# TASK INPUTS
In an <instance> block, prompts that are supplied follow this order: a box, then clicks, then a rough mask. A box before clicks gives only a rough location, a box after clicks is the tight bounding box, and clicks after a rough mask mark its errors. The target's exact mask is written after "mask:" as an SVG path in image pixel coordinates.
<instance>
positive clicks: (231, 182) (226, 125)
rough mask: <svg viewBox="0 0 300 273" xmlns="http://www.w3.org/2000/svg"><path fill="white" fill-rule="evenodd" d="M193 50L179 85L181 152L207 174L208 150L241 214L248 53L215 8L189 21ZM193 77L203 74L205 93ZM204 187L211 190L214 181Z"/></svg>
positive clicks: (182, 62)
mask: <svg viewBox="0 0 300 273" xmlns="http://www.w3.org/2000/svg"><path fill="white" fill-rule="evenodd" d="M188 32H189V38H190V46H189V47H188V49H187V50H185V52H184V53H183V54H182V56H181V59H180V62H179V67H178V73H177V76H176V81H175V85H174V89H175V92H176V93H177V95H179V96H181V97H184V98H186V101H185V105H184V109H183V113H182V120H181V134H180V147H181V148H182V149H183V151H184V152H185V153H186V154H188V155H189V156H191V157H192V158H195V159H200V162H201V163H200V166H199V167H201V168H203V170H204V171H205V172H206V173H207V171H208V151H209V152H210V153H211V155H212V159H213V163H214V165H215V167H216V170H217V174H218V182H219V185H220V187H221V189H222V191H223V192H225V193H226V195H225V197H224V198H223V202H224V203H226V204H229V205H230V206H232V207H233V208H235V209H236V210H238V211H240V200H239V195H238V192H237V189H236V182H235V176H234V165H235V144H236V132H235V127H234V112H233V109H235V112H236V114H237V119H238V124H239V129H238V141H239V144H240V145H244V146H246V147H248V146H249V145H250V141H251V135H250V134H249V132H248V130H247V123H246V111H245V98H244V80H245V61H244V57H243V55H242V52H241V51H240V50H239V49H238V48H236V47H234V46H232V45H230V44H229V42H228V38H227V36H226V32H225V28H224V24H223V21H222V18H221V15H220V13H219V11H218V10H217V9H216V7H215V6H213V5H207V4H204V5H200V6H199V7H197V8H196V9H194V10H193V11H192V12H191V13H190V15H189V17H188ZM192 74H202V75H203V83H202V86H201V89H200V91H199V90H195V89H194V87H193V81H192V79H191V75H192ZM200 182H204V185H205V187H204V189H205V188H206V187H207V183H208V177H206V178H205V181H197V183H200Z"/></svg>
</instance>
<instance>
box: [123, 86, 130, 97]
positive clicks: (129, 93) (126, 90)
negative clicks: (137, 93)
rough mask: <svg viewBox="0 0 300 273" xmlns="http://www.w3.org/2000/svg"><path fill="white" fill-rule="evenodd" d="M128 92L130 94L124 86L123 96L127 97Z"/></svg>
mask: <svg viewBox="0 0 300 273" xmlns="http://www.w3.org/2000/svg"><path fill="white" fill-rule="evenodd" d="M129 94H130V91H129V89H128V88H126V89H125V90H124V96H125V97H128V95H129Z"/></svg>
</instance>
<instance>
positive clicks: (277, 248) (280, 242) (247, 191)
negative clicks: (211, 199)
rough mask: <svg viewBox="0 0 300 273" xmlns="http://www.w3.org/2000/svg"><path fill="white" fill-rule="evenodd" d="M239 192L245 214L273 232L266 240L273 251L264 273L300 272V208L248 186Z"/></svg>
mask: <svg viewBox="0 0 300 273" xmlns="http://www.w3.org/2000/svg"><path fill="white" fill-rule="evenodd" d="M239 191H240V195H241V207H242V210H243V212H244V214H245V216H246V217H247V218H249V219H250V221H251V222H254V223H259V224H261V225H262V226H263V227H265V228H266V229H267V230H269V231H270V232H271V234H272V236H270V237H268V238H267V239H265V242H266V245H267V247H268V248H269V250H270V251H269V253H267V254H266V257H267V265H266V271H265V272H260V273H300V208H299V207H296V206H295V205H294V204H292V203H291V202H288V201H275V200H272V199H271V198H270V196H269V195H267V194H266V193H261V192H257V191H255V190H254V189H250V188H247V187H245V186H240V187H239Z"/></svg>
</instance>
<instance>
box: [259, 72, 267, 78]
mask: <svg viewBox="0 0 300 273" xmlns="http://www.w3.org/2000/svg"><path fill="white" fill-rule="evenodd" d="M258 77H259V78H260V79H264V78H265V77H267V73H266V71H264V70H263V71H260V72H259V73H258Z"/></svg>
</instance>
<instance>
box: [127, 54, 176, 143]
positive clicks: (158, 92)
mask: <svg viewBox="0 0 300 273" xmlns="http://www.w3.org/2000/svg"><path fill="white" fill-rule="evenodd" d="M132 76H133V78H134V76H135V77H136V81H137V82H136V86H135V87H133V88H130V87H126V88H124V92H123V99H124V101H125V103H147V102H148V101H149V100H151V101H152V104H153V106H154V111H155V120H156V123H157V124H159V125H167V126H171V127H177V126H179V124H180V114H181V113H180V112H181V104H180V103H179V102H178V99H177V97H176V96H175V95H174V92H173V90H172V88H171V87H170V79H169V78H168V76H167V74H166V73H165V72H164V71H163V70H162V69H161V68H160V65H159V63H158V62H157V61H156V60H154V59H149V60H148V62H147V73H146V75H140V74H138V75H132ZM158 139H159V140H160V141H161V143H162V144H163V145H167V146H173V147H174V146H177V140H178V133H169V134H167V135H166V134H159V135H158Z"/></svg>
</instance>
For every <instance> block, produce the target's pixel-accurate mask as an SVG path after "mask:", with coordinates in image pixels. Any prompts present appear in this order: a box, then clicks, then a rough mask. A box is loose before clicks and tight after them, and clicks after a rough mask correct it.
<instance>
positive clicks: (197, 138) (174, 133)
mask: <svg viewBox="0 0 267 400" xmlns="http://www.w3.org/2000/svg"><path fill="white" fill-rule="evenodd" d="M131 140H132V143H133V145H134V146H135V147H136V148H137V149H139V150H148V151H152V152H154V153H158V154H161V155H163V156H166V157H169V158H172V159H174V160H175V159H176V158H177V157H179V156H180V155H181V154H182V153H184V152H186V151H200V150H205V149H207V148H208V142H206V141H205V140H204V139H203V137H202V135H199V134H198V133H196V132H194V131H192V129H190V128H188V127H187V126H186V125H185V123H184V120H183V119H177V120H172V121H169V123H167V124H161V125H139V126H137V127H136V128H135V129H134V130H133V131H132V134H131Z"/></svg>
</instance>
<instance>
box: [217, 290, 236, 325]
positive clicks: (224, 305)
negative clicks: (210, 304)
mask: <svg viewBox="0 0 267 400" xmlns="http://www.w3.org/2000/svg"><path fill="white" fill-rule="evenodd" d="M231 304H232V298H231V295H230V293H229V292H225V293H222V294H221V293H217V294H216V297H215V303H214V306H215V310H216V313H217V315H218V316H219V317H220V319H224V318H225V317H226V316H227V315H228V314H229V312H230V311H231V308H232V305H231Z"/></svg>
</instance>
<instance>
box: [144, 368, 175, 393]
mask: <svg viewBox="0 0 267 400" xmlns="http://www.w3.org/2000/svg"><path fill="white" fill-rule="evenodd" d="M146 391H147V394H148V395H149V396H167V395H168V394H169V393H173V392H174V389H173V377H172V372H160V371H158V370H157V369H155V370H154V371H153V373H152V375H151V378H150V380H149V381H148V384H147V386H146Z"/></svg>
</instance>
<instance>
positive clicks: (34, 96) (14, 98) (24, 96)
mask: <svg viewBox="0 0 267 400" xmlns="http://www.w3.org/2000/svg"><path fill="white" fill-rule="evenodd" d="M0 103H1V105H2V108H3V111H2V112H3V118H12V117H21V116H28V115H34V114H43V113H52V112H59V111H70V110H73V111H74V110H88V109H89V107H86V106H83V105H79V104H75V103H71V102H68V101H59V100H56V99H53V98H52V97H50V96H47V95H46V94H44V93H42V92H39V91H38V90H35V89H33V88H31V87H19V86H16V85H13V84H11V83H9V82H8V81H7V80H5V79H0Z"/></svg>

==

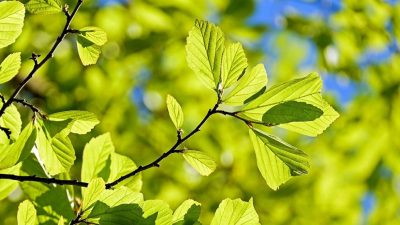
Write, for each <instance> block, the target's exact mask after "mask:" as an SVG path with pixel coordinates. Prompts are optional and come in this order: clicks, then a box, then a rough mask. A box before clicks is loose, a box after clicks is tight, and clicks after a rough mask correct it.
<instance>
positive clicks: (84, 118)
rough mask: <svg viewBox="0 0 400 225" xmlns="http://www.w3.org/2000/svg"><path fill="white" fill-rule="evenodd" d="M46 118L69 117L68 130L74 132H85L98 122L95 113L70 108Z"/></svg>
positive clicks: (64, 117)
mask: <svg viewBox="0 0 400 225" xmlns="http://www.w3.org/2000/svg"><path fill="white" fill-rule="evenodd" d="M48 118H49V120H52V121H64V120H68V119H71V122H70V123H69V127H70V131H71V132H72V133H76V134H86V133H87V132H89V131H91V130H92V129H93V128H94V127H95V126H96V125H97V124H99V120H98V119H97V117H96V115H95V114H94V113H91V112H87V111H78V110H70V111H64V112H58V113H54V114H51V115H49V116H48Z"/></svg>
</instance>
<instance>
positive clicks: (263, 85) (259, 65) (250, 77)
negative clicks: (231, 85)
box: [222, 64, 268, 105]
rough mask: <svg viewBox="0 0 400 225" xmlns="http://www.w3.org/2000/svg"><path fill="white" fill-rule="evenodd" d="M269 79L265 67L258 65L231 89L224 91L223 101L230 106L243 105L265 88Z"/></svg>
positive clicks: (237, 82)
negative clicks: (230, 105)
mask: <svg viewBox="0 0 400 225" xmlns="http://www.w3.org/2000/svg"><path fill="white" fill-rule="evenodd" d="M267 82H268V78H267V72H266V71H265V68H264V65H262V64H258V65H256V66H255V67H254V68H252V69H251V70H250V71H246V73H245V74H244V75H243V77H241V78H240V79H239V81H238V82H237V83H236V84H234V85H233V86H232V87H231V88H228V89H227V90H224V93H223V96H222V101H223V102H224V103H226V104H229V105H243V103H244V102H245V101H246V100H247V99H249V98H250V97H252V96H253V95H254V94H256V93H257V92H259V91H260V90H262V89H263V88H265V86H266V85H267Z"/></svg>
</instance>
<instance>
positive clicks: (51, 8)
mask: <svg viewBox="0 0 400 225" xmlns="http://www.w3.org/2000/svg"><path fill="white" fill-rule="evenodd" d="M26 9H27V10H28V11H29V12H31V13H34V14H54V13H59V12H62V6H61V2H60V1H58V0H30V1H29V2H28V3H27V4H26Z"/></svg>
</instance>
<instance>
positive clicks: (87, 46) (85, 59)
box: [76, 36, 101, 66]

...

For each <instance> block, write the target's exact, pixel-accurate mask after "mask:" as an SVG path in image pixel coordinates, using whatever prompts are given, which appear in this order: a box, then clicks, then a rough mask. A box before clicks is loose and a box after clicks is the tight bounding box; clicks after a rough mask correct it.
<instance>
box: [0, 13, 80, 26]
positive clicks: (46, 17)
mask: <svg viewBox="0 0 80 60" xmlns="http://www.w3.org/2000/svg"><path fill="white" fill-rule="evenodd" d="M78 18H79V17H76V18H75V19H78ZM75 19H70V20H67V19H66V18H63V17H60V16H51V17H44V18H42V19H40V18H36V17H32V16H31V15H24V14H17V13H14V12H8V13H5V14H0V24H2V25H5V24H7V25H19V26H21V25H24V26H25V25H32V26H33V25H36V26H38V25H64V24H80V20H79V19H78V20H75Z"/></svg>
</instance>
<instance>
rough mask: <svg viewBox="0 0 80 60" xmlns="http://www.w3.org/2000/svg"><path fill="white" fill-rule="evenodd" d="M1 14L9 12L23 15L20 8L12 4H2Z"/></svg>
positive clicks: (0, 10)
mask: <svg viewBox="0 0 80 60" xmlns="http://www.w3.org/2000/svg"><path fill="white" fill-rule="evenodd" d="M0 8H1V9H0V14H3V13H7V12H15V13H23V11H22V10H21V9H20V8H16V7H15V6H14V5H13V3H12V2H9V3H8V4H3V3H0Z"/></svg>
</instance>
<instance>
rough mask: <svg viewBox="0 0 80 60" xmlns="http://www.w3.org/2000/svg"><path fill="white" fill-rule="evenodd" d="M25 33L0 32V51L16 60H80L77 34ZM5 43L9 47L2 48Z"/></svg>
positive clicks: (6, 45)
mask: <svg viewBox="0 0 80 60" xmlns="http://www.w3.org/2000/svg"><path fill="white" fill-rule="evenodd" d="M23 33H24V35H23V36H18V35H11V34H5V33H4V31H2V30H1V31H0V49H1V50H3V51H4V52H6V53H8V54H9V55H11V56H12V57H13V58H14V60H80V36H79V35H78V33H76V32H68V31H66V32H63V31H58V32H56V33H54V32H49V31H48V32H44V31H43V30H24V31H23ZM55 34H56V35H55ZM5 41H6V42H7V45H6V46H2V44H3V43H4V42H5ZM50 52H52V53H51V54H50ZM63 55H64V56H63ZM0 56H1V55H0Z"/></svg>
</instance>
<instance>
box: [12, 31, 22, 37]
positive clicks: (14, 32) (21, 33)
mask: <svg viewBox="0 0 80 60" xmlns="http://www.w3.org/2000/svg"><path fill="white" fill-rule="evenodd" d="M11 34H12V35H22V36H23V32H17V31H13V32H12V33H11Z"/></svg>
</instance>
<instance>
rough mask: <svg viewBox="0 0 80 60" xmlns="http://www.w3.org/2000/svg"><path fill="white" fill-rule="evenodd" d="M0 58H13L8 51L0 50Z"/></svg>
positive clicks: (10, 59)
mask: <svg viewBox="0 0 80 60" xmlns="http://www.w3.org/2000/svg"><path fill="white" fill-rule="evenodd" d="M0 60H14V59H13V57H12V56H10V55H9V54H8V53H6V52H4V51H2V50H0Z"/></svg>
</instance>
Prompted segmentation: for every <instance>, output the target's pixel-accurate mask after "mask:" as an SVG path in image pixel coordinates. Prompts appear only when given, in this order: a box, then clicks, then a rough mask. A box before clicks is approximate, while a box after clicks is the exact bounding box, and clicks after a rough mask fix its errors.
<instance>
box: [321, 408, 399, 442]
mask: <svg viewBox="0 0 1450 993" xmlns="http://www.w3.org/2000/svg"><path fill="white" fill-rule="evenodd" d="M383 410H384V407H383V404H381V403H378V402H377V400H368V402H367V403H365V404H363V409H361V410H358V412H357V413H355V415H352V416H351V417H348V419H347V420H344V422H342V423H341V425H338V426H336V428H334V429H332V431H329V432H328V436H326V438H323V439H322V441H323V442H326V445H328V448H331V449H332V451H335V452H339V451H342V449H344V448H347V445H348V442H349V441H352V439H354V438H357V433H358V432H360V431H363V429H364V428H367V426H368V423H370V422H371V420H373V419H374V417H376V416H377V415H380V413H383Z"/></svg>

# ABOUT THIS EXERCISE
Pick out every line in the three blocks above that contains the word "negative", and copy each one in full.

# SOLUTION FOR THIS EXERCISE
negative clicks: (137, 93)
negative clicks: (211, 199)
negative clicks: (210, 304)
negative clicks: (231, 85)
negative clicks: (230, 105)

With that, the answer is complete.